__What to work on__:
**A.** Answer these questions about the API documentation excerpt:
(i) What string value is assigned to PYPI?
(ii) What type is the urls parameter of find_valid_repository_url?
(iii) What does resolve_redirects return if no redirect location was found?
**B.** Reproduce the API documentation excerpt verbatim, starting with "str – The URL" and going on through "the provided URLs.".
**C.** Which enum member names does the API documentation excerpt list?

This enum should be updated based on updates to deps.dev.

MAVEN = 'maven'
PYPI = 'pypi'
NUGET = 'nuget'
CARGO = 'cargo'
NPM = 'npm'
class macaron.repo_finder.repo_finder_deps_dev.DepsDevRepoFinder

Bases: BaseRepoFinder

This class is used to find repositories using Google’s Open Source Insights A.K.A. deps.dev.

find_repo(purl)

Attempt to retrieve a repository URL that matches the passed artifact.

Parameters:

purl (PackageURL) – The PURL of an artifact.

Returns:

The URL of the found repository.

Return type:

str

macaron.repo_finder.repo_finder_java module

This module contains the JavaRepoFinder class to be used for finding Java repositories.

class macaron.repo_finder.repo_finder_java.JavaRepoFinder

Bases: BaseRepoFinder

This class is used to find Java repositories.

__init__()

Initialise the Java repository finder instance.

find_repo(purl)

Attempt to retrieve a repository URL that matches the passed artifact.

Parameters:

purl (PackageURL) – The PURL of an artifact.

Yields:

str – The URL of the found repository.

Return type:

str

macaron.repo_finder.repo_validator module

This module exists to validate URLs in terms of their use as a repository that can be analyzed.

macaron.repo_finder.repo_validator.find_valid_repository_url(urls)

Find a valid URL from the provided URLs.

Parameters:

urls (Iterable[str]) – An Iterable object containing urls.

Returns:

The first valid URL from the iterable, or an empty string if none can be found.

Return type:

str

macaron.repo_finder.repo_validator.resolve_redirects(parsed_url)

Resolve redirecting URLs by returning the location they point to.

Parameters:

parsed_url (ParseResult) – A parsed URL.

Returns:

The resolved redirect location, or None if none was found.

Return type:

str | None

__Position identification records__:
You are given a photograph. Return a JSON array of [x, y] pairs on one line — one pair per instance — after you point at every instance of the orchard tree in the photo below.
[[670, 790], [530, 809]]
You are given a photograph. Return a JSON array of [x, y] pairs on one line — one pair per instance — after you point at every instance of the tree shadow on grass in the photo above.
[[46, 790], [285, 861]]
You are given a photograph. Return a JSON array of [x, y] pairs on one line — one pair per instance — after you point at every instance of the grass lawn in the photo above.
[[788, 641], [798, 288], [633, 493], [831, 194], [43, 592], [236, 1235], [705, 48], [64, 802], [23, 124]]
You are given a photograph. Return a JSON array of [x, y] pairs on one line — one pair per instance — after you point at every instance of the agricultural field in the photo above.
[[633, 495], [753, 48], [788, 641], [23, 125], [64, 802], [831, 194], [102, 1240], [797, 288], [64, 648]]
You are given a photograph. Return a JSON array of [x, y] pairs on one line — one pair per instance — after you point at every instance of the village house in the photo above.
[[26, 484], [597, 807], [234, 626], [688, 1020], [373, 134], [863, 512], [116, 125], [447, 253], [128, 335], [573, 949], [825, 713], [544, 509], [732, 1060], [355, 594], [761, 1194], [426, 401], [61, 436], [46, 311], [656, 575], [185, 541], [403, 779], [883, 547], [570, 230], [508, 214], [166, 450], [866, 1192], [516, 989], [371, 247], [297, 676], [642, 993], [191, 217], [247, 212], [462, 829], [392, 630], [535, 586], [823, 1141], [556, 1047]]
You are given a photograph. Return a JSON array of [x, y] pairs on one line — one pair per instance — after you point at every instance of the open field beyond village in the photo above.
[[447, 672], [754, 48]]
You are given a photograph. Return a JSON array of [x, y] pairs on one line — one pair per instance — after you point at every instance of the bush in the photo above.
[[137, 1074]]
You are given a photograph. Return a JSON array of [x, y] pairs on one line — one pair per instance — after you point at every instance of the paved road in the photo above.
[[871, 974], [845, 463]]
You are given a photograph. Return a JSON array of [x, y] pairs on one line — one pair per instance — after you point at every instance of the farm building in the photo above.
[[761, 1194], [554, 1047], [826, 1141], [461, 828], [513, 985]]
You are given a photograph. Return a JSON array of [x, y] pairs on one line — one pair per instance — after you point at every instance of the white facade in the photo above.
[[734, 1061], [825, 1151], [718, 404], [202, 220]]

* * *

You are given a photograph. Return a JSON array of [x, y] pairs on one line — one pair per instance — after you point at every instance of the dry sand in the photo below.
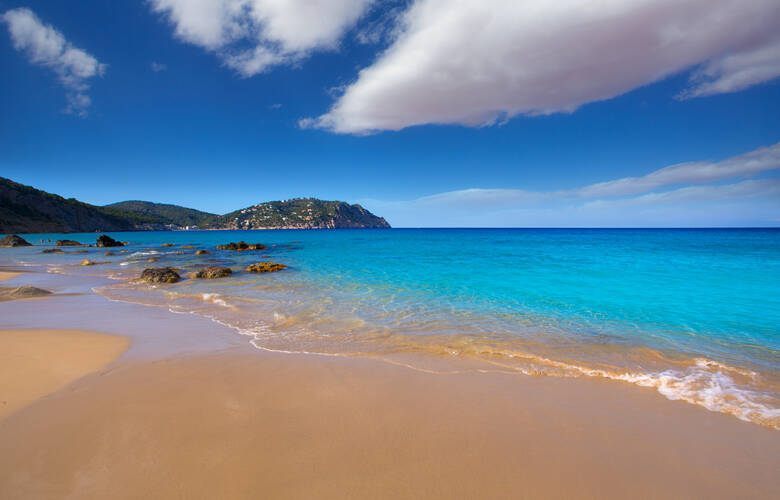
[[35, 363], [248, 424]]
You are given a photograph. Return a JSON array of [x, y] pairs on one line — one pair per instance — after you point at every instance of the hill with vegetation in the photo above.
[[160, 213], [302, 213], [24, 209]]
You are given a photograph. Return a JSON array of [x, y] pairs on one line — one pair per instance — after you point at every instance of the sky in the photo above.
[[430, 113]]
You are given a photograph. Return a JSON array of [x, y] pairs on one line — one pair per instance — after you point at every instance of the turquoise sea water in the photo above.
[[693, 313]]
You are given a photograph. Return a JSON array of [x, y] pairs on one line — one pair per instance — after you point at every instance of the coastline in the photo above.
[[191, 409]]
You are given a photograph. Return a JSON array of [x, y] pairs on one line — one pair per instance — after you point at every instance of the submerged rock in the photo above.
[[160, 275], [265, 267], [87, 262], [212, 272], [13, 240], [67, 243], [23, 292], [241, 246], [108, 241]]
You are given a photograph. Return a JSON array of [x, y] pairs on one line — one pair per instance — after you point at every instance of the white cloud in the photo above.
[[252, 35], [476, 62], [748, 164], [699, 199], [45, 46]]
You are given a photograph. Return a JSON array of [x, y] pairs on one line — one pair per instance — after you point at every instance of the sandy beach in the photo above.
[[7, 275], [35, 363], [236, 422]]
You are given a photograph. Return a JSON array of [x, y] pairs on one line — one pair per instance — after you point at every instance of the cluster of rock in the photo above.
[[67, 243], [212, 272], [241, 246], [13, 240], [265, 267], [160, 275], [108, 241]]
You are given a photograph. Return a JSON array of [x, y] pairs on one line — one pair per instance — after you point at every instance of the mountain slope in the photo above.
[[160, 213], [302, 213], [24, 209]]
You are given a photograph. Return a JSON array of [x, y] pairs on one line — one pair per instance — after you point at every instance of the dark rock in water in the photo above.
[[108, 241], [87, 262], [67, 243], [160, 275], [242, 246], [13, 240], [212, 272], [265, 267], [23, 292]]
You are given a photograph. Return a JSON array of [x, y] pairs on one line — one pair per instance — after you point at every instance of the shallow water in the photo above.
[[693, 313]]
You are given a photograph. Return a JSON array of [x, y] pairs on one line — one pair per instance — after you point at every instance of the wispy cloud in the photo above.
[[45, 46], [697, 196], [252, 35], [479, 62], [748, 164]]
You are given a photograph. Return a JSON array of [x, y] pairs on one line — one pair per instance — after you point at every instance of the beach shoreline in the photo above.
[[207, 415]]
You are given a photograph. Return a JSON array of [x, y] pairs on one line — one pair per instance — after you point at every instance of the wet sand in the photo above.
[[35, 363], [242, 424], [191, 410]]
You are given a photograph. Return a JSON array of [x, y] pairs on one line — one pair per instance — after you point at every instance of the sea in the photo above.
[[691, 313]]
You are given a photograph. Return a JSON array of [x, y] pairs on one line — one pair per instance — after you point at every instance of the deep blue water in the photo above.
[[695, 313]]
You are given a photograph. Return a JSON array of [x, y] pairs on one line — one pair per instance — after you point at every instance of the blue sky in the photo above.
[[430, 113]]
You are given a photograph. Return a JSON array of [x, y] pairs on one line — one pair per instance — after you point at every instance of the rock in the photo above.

__Task responses__:
**A.**
(i) 'pypi'
(ii) Iterable[str]
(iii) None

**B.**
str – The URL of the found repository.

Return type:

str

macaron.repo_finder.repo_validator module

This module exists to validate URLs in terms of their use as a repository that can be analyzed.

macaron.repo_finder.repo_validator.find_valid_repository_url(urls)

Find a valid URL from the provided URLs.

**C.** MAVEN, PYPI, NUGET, CARGO, NPM